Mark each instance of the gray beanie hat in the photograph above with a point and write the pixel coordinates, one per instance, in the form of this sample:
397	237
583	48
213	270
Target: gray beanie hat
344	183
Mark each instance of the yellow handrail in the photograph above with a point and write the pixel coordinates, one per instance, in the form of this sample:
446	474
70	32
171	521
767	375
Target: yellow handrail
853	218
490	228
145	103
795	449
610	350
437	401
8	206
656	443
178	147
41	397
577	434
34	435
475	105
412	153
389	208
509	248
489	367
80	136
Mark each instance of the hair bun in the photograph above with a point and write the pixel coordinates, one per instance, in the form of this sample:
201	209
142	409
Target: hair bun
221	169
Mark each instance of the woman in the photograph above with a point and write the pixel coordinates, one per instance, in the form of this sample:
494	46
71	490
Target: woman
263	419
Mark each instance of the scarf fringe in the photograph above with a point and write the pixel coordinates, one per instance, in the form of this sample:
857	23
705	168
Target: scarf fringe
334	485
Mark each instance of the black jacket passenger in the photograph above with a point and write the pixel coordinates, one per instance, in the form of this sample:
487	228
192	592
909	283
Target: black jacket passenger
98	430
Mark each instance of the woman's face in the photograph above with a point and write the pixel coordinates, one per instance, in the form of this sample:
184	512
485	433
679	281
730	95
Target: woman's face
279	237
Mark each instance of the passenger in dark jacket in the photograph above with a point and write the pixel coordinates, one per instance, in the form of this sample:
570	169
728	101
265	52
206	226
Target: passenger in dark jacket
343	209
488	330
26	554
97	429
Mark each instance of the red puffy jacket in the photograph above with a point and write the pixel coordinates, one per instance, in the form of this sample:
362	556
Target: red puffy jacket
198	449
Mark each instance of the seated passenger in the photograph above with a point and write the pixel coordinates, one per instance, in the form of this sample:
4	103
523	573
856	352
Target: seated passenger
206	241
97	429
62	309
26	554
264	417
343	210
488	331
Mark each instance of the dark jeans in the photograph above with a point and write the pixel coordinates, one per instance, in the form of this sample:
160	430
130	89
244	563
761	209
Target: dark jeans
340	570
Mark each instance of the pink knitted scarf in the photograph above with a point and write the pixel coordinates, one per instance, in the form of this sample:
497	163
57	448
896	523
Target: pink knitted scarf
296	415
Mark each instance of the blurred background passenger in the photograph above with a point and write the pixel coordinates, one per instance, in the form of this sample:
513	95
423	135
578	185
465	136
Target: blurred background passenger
═══
## THE REQUEST
In full and verbatim, repeat the records given above.

## RESPONSE TO THIS EXERCISE
Mark each instance of the gray beanie hat in the photograph above with a point and write the pixel coordinates, one per instance, in the form of this sample:
397	237
583	48
213	270
Target: gray beanie hat
344	183
Mark each instance of the yellow handrail in the photograph above with a point and write the pixel coordinates, one per instance, in the form of this sample:
446	474
70	32
171	521
767	375
Target: yellow handrail
853	218
490	228
145	103
795	449
610	350
437	401
8	206
656	443
178	147
41	397
577	434
34	435
475	105
412	153
389	208
509	248
489	367
80	136
Mark each instance of the hair bun in the photograph above with a point and write the pixel coordinates, one per instance, in the form of this sample:
201	209
142	409
Target: hair bun
221	169
Mark each instance of the woman in the photograph above with a point and write the pixel coordinates, one per instance, in the form of this sample:
494	46
71	490
Target: woman
263	419
Mark each instance of the scarf fringe in the photograph above with a point and write the pixel coordinates, one per instance, in the form of this sample:
857	23
705	168
Target: scarf fringe
334	485
Mark each instance of the black jacket passenger in the photograph above with a point and write the pixel coordinates, one per instance, in the form of this sample:
487	228
192	592
909	283
Target: black jacket passenger
98	430
Mark each instance of the woman's face in the photograph above with a point and write the pixel coordinates, one per instance, in the form of this sample:
184	512
485	433
679	281
730	95
Target: woman's face
279	237
Mark each instance of the passenger in dark jacket in the photograph above with a point and write the pixel coordinates, one per instance, in the form of this sample:
570	169
728	101
265	52
206	226
Target: passenger in dark jacket
343	209
488	330
26	554
97	429
Mark each instance of the red puffy jacket in the photograph above with a point and write the pixel coordinates, one per instance, in the form of this sample:
362	556
Target: red puffy jacket
198	449
Mark each instance of the seated passenger in the photograph above with a point and write the pixel coordinates, one per instance, in the form of this sample:
4	103
523	573
856	352
Target: seated passenger
206	241
97	429
62	309
26	554
264	417
343	210
488	331
Mark each instance of the dark jeans in the photograph above with a point and write the pixel coordinates, one per instance, in the form of this sample:
160	430
130	89
244	563
761	209
Target: dark jeans
340	570
Mark each instance of the pink knitted scarf in the photograph above with a point and write the pixel coordinates, one per instance, in the form of this sample:
497	163
57	448
896	523
Target: pink knitted scarf
296	415
Mark each instance of the blurred background passenger in the photograph above with a point and write the pixel coordinates, one per instance, in the form of this sample:
513	95
423	135
578	185
465	136
Target: blurred background passenger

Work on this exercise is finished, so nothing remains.